> _文本节选_
摘  要:社会整体利益是全体社会成员的共同利益,中国的政府治理以实现社会整体利益为重要目标,法治是这一实现过程的保障。政府治理的组织、职能和规范体系为实现社会整体利益塑造了主体、行为和规则基础。应在党的领导下,坚持形式法治和实质法治建设并重,以社会整体利益最大化、平衡协调和实质公平为理念,形成对政府治理的有效激励、及时纠错和科学问责;以治理分权、治理竞争、公私融合为核心完善政府治理的组织基础,以利益平衡、精准治理和公共产品供给为核心完善政府治理的具体职能,深化政府治理决策的合理性审查与后评估;完善政府治理的公共实施机制和私人实施机制。

关键词:社会整体利益 国家治理 政府治理形式 法治 实质法治

作者冯辉,对外经济贸易大学法学院教授(北京100029)。

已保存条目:
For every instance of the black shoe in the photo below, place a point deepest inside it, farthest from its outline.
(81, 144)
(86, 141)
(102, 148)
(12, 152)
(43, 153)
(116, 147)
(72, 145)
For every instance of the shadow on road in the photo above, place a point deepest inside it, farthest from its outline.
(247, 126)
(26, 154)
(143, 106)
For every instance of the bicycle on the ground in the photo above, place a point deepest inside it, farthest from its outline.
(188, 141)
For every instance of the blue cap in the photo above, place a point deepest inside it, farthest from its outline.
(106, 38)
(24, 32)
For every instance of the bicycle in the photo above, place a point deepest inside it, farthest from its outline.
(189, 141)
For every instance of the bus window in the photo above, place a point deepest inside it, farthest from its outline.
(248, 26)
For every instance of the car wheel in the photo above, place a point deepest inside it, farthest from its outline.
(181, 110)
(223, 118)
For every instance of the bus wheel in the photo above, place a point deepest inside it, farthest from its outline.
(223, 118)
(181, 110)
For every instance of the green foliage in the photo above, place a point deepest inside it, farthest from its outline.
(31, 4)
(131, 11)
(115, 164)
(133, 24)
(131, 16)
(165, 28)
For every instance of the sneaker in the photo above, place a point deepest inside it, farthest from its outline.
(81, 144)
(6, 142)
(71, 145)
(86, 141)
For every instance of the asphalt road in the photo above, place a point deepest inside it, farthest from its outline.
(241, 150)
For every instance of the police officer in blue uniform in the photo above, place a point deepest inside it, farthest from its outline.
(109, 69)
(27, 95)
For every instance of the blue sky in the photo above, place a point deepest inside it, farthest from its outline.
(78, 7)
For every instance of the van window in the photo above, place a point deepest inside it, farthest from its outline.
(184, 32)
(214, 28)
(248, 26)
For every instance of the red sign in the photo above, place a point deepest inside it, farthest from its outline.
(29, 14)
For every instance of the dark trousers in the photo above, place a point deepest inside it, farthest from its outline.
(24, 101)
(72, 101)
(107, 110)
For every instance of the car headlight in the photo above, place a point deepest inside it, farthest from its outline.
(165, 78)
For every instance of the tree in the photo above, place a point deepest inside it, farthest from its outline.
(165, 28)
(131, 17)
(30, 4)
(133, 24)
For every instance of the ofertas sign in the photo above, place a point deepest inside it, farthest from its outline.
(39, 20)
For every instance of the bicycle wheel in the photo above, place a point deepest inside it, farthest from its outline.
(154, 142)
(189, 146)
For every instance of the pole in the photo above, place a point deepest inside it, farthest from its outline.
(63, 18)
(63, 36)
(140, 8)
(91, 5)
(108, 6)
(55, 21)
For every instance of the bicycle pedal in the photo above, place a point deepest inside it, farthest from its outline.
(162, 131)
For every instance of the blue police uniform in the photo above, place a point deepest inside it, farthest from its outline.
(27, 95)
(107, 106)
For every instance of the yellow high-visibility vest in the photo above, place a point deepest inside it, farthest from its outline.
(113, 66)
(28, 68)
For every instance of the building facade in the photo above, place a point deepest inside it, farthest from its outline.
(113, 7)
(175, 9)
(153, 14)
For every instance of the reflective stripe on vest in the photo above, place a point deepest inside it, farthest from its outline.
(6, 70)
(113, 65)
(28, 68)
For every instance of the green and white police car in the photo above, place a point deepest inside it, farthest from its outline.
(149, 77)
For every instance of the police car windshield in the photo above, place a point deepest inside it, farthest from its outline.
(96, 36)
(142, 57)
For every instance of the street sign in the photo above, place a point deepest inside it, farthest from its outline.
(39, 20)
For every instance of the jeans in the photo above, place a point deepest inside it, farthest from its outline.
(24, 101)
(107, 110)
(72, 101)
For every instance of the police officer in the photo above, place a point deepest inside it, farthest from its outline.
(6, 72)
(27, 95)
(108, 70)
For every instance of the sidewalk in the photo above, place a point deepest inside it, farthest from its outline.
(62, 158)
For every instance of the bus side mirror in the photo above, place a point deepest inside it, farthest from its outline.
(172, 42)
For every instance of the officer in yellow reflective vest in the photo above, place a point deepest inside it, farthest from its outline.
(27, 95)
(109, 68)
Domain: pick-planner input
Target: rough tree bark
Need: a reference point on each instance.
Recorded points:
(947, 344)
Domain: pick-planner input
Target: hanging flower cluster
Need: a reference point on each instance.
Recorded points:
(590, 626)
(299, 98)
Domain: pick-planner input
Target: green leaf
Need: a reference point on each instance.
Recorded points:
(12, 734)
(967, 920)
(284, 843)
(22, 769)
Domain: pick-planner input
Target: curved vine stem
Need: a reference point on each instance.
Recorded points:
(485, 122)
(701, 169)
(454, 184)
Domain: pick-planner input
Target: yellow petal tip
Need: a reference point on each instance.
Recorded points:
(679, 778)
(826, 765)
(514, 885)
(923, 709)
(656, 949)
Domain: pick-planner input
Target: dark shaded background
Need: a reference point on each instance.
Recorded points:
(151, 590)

> _待完成任务_
(1) 请把该摘要中从“摘  要:社会整体利益是全体”起一直到“公共实施机制和私人实施机制。”为止的文字原样重抄一遍。
(2) 依据该摘要,政府治理的组织、职能和规范体系为什么对实现社会整体利益具有基础意义?请用一到三句话作答。

> _练习答案_
(1)
摘  要:社会整体利益是全体社会成员的共同利益,中国的政府治理以实现社会整体利益为重要目标,法治是这一实现过程的保障。政府治理的组织、职能和规范体系为实现社会整体利益塑造了主体、行为和规则基础。应在党的领导下,坚持形式法治和实质法治建设并重,以社会整体利益最大化、平衡协调和实质公平为理念,形成对政府治理的有效激励、及时纠错和科学问责;以治理分权、治理竞争、公私融合为核心完善政府治理的组织基础,以利益平衡、精准治理和公共产品供给为核心完善政府治理的具体职能,深化政府治理决策的合理性审查与后评估;完善政府治理的公共实施机制和私人实施机制。

(2) 这三个体系为实现社会整体利益塑造了主体、行为和规则基础。